---- GIVEN RECORDS

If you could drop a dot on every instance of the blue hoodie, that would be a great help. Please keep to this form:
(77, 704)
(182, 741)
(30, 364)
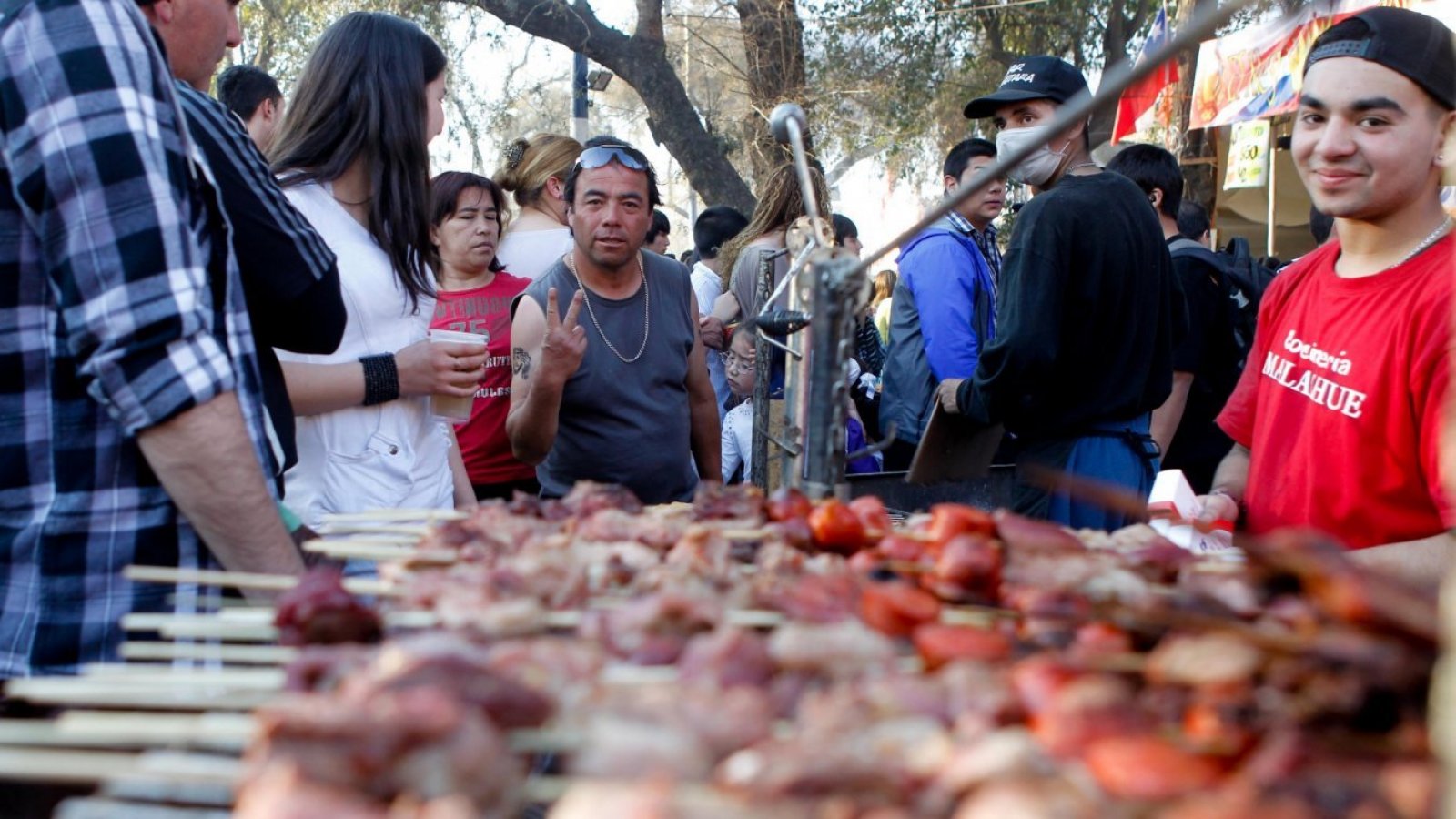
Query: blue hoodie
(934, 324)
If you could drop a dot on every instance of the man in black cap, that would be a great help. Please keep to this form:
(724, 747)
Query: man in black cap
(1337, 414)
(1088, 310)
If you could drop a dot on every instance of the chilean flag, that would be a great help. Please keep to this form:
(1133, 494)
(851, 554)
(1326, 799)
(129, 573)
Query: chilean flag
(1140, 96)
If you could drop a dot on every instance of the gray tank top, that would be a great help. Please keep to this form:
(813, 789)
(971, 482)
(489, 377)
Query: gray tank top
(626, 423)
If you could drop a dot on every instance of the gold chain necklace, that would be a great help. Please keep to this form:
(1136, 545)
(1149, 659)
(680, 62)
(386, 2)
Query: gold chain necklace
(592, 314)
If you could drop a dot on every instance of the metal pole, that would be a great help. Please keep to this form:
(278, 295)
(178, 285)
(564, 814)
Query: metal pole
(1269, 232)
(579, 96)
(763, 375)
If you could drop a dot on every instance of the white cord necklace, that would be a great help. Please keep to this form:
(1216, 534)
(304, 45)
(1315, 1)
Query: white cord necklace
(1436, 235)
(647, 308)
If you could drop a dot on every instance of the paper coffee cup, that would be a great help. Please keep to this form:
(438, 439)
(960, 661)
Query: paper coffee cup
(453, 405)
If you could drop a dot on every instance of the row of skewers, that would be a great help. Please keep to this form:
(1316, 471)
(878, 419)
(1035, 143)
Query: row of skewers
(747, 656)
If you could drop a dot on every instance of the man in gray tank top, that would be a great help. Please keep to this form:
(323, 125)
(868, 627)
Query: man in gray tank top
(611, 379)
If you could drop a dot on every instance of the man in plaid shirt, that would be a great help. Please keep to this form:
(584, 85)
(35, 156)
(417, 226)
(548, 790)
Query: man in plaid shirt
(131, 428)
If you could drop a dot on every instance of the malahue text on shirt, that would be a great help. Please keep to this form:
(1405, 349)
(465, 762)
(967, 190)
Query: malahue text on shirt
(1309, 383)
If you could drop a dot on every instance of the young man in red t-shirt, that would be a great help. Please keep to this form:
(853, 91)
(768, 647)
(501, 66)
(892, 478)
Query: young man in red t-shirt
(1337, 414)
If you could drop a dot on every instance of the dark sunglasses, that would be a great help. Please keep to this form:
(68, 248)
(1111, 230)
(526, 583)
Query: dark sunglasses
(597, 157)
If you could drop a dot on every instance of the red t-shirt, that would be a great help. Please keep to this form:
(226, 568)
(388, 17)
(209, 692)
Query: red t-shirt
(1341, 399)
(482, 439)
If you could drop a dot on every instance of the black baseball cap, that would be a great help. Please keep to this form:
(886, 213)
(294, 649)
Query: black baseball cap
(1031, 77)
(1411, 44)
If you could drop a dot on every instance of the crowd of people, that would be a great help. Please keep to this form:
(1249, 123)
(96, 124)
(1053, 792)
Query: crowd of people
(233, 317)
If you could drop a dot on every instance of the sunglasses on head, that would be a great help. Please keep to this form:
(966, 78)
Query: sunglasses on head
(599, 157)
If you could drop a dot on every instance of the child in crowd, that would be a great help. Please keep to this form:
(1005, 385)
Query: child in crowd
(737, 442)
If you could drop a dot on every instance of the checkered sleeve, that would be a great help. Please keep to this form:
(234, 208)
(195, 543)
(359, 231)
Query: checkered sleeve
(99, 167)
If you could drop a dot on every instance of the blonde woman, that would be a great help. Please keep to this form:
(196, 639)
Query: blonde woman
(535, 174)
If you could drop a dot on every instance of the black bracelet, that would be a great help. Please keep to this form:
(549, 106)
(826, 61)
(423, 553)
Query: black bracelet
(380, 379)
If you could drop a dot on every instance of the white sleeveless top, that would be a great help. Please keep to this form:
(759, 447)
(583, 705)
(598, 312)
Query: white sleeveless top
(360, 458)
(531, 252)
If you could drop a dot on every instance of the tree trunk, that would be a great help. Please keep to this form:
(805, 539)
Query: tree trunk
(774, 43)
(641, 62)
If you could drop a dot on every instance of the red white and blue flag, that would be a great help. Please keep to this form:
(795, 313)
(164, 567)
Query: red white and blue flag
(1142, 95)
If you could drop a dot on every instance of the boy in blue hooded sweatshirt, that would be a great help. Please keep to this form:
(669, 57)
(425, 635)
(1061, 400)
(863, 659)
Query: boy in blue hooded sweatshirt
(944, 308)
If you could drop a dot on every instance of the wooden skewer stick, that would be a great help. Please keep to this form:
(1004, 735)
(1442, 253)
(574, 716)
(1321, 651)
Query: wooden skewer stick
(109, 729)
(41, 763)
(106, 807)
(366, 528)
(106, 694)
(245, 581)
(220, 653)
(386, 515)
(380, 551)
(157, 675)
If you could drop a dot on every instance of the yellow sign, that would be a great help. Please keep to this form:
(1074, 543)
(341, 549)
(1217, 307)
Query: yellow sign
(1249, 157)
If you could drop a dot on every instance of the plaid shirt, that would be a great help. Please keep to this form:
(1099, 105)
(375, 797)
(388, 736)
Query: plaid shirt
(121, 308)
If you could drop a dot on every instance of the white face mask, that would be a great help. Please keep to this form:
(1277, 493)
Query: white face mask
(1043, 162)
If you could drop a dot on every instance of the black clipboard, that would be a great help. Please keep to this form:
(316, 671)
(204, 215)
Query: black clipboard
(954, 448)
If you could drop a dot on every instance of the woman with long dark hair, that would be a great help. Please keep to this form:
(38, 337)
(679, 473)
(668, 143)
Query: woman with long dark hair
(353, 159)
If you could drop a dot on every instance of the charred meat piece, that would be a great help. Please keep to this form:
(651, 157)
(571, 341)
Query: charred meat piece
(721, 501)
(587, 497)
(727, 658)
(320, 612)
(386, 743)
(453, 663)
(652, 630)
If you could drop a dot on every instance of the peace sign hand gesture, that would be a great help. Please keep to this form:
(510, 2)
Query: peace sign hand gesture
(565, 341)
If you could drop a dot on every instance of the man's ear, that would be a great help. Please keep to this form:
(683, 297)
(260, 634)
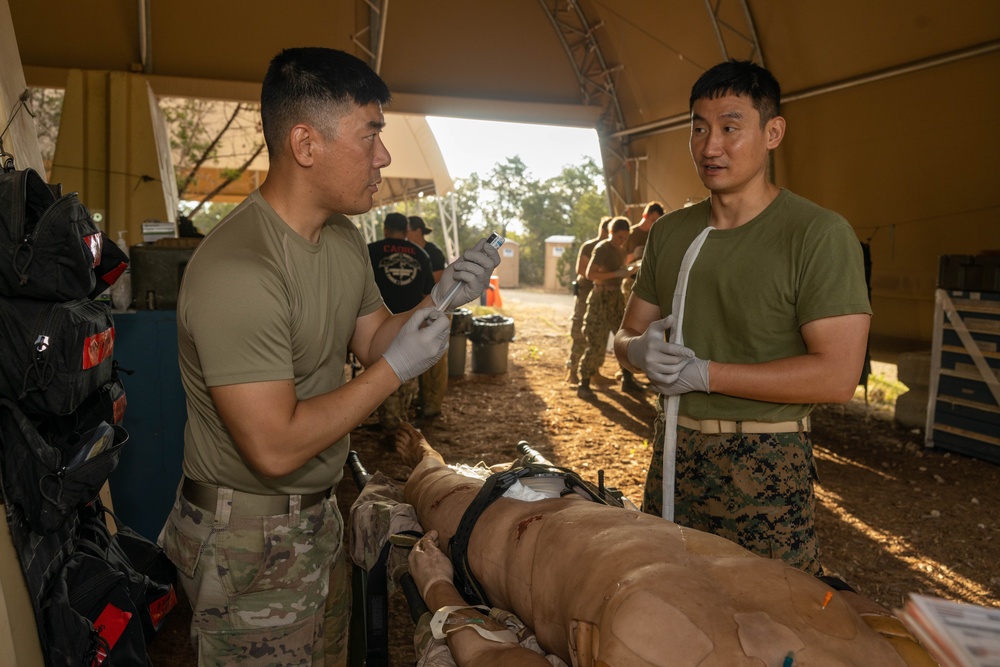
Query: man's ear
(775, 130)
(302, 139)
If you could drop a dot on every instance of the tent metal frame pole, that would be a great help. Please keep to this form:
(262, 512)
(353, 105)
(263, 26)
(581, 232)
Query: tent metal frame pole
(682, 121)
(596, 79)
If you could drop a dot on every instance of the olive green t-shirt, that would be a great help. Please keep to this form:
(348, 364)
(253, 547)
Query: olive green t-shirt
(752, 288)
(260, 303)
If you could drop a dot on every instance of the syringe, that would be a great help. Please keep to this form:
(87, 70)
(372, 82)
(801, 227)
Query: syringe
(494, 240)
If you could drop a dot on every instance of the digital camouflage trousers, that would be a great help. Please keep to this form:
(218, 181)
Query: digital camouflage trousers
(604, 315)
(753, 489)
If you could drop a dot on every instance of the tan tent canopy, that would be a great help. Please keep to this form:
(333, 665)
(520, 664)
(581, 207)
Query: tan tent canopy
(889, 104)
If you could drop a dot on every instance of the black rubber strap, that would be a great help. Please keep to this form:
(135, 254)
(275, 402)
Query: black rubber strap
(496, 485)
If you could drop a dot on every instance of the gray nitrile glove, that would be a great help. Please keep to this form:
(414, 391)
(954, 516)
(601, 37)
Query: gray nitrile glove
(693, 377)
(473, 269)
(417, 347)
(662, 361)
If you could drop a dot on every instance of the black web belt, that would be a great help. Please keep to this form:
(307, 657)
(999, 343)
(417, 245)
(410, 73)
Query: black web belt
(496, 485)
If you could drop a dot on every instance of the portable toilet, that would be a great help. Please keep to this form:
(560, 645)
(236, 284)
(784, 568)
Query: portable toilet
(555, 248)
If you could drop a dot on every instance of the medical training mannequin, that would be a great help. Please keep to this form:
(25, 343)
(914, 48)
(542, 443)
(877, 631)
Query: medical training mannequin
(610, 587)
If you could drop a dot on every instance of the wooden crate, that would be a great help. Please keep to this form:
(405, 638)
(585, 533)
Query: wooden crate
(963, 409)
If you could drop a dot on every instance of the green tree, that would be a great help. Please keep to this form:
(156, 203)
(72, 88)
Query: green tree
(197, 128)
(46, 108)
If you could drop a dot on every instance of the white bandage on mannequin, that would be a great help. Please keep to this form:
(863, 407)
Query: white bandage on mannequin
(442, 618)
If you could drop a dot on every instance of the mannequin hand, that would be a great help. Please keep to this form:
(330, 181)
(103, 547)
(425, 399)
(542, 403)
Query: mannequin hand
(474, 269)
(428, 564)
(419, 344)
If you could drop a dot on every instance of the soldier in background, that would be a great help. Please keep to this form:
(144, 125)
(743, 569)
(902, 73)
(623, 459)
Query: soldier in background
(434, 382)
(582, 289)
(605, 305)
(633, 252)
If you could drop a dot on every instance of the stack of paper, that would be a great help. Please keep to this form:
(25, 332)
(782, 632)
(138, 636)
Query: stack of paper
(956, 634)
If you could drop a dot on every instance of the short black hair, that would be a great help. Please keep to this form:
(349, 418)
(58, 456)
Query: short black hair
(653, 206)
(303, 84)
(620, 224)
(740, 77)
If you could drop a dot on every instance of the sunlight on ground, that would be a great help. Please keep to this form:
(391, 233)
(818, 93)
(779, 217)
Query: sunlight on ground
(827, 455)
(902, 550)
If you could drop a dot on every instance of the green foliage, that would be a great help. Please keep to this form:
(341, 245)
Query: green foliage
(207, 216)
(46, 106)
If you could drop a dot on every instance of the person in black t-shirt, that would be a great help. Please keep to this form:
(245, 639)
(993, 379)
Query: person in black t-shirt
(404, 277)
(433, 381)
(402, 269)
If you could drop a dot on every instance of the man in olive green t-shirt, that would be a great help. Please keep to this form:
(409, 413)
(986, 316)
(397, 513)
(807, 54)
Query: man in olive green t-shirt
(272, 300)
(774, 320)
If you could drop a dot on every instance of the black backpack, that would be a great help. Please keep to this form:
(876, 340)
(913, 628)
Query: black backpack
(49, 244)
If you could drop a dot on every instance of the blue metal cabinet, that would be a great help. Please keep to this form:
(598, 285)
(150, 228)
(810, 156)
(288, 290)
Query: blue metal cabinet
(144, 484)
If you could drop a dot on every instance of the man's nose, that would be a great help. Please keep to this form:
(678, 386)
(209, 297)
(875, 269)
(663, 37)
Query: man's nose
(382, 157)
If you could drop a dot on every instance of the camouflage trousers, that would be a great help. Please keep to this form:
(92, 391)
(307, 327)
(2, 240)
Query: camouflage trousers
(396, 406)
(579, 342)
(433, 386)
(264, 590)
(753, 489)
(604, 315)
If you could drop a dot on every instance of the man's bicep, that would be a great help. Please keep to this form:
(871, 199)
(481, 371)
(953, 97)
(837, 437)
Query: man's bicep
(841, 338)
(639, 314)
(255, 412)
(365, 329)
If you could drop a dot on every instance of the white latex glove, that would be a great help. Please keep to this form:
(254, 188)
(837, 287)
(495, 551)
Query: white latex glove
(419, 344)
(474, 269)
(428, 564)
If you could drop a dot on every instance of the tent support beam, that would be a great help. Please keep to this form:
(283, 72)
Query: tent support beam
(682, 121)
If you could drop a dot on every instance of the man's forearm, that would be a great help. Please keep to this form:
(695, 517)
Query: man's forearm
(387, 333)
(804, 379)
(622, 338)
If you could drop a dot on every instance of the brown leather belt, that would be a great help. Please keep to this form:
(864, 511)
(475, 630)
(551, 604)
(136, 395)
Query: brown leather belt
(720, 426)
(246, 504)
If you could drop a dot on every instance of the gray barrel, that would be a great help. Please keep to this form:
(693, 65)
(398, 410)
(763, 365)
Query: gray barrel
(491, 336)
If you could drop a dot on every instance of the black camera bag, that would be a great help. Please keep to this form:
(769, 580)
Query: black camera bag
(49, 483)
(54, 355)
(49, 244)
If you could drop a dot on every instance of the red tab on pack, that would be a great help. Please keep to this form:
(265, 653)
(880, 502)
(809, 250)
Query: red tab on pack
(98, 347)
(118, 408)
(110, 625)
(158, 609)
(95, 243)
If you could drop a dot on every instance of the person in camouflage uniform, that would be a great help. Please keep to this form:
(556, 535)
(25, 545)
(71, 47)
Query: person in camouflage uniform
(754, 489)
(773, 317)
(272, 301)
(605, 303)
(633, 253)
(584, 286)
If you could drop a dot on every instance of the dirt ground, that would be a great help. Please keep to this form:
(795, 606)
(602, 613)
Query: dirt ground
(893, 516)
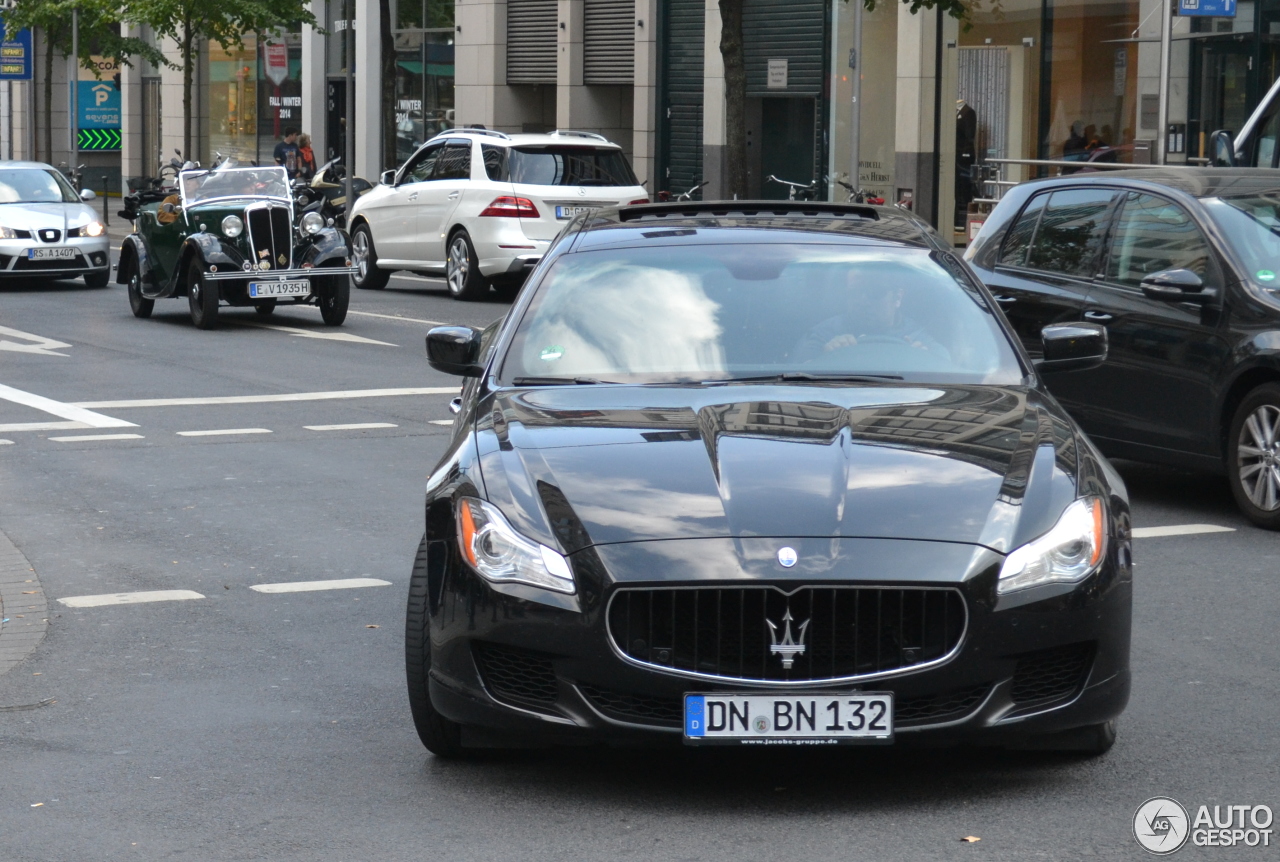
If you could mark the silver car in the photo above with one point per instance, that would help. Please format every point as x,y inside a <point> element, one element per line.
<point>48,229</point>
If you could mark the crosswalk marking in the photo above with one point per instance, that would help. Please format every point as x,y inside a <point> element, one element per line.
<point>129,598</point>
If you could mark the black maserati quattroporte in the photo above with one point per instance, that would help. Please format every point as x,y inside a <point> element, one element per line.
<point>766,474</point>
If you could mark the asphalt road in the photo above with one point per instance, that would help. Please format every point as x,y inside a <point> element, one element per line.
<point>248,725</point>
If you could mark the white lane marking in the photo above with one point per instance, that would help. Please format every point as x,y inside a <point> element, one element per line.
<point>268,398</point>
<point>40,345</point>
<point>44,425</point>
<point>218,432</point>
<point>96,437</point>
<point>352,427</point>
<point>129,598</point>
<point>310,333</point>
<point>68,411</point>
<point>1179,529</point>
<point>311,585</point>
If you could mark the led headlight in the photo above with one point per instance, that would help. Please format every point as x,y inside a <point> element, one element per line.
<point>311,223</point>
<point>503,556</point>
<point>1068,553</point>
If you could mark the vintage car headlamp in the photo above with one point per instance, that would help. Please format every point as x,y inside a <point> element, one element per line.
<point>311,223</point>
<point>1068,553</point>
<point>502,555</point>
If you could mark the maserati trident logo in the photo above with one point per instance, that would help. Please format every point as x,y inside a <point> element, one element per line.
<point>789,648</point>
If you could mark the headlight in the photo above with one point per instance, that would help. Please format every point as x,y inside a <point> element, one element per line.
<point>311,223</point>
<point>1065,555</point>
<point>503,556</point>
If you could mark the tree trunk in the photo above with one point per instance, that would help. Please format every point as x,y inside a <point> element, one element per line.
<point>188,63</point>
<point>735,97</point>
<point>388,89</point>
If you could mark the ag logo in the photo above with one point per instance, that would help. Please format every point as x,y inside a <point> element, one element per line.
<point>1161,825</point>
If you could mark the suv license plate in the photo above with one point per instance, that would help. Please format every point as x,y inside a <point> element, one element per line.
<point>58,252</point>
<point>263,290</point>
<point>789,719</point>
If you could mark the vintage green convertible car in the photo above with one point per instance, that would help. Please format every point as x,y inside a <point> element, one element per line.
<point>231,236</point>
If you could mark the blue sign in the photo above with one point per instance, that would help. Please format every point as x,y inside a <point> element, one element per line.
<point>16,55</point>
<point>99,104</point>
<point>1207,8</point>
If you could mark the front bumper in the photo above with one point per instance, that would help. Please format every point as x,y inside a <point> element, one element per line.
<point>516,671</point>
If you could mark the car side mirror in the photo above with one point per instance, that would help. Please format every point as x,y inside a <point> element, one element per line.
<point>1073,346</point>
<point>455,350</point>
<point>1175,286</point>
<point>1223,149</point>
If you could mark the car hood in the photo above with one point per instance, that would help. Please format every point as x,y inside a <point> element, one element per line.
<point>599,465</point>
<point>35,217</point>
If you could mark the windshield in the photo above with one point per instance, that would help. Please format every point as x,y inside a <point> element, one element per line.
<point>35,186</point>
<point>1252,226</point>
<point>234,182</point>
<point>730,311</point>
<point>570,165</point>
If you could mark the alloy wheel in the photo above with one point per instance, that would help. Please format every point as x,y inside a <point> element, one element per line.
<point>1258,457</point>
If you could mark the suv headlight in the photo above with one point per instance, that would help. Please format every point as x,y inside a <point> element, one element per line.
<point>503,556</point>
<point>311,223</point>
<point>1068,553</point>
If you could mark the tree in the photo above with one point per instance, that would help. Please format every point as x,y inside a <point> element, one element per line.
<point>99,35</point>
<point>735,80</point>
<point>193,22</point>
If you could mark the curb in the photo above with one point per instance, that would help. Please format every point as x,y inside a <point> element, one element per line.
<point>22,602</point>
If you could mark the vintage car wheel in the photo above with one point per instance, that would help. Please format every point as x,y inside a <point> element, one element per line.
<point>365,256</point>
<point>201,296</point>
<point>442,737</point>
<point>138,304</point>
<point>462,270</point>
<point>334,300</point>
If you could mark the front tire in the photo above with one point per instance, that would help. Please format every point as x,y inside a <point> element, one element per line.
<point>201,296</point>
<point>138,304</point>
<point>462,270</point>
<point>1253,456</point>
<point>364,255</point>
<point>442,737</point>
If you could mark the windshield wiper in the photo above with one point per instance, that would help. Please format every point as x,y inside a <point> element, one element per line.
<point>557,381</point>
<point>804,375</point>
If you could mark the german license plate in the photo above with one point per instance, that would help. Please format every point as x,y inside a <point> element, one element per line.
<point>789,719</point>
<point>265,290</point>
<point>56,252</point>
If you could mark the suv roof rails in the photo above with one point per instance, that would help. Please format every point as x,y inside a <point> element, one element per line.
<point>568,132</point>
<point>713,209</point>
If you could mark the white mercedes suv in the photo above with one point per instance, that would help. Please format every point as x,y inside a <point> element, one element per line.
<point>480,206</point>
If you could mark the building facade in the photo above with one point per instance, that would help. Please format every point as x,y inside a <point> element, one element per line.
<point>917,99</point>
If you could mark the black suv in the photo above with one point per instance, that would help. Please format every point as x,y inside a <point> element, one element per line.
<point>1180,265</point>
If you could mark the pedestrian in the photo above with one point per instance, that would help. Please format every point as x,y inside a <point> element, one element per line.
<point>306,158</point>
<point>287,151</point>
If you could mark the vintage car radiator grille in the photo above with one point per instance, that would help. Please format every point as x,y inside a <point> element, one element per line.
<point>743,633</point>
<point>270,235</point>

--------

PROBLEM STATEMENT =
Transcribe verbatim the lines above, starting with the line that contains "If you could mark the tree in" and continuing through the line that contains "<point>22,602</point>", with both of those lines included.

TASK OUTPUT =
If you could mark the tree in the photo above with one point per instance, that would help. Please format every point as x,y inside a <point> element, one element per line.
<point>99,35</point>
<point>735,80</point>
<point>193,22</point>
If you could mark the curb in the photo above with one point per instance, that would help. Please format every point as x,y inside a <point> element, one element per line.
<point>22,602</point>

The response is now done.